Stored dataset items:
Start of Block
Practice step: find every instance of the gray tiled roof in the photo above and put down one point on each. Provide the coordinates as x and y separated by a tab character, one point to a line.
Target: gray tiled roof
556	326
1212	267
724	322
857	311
End of Block
The answer should be an exact reproduction of all the entries.

→ **WRITTEN ANSWER**
Practice step: find every instance of the gray tiled roof in the photo above and put down one point on each. Provide the coordinates as x and y separated by a tab character, one point to a line.
Target: gray tiled roof
556	326
1212	267
724	322
857	311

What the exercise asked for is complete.